[Material to process — start]
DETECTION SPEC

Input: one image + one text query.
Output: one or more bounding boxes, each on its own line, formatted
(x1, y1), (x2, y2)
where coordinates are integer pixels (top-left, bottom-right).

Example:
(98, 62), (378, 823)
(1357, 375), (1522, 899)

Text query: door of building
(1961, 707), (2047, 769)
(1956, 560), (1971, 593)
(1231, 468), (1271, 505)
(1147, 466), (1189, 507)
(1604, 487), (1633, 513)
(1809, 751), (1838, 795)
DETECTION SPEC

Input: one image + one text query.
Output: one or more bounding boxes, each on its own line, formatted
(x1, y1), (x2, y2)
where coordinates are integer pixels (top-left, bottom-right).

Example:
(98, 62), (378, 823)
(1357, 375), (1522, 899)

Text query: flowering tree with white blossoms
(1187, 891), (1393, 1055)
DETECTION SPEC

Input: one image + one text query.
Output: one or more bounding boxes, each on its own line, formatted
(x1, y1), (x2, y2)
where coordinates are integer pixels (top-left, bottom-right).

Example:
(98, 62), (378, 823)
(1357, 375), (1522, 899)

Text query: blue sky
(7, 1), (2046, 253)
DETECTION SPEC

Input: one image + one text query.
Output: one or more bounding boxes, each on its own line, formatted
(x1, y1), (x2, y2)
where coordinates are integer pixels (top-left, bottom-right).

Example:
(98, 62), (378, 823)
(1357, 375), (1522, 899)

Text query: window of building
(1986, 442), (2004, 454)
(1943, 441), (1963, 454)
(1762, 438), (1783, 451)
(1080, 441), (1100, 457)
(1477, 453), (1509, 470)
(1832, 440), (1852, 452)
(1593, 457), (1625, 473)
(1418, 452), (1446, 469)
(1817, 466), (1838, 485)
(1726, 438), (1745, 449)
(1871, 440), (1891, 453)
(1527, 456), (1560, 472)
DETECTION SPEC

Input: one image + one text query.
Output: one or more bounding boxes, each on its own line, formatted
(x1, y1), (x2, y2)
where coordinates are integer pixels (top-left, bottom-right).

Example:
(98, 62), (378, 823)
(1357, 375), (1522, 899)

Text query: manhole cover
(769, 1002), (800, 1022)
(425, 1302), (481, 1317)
[Material to process — finish]
Your objective
Could you reproduce every record above exactly as it stands?

Output for this task
DETECTION SPEC

Input: one image + one text query.
Output: one or more bounding boxes, each on its own line, formatted
(x1, y1), (x2, y2)
where coordinates are integer pixels (top-left, bottom-right).

Example:
(98, 62), (378, 823)
(1357, 375), (1522, 899)

Text query: door of building
(1961, 707), (2047, 769)
(1956, 560), (1971, 593)
(1231, 468), (1271, 505)
(1147, 466), (1189, 507)
(1604, 487), (1633, 513)
(1809, 751), (1838, 795)
DETECTION SPEC

Input: one image + one text query.
Output: one or more bounding boxes, each on its own line, formatted
(x1, y1), (x2, y2)
where coordinates are integer pixels (top-left, bottom-right).

Example:
(98, 62), (378, 823)
(1357, 375), (1522, 899)

Text query: flowering tree with white blossoms
(1187, 891), (1393, 1055)
DETECTION SPEC

Input: one image + one text query.
Output: one or more bounding boxes, each on its own line, formatted
(x1, y1), (x2, y2)
where coordinates are integer pixels (top-left, bottom-right).

Example:
(98, 62), (378, 823)
(1357, 375), (1522, 899)

Text query: blue sky
(7, 1), (2046, 253)
DETECTION SPEC

Input: one image + one text query.
Output: one or more bounding boxes, each on its own line, formatted
(x1, y1), (x2, y2)
where coordinates are integer pixels (top-left, bottom-right).

Example:
(98, 62), (378, 823)
(1357, 375), (1522, 899)

Text query: window of building
(1986, 442), (2004, 454)
(1943, 441), (1963, 454)
(1762, 438), (1783, 451)
(1080, 441), (1100, 457)
(1477, 453), (1509, 470)
(1832, 440), (1852, 452)
(1593, 457), (1625, 473)
(1418, 452), (1446, 469)
(1817, 466), (1838, 485)
(1726, 438), (1745, 449)
(1871, 440), (1891, 453)
(1527, 456), (1560, 472)
DETECTION SPEC

Input: one image + one text query.
Output: one or more bounding boxes, each on its own line, formatted
(x1, y1), (x2, y2)
where coordinates are integer pixels (top-left, bottom-right).

Example:
(98, 62), (378, 823)
(1357, 375), (1522, 899)

Text query: manhole cover
(769, 1002), (800, 1022)
(425, 1302), (481, 1317)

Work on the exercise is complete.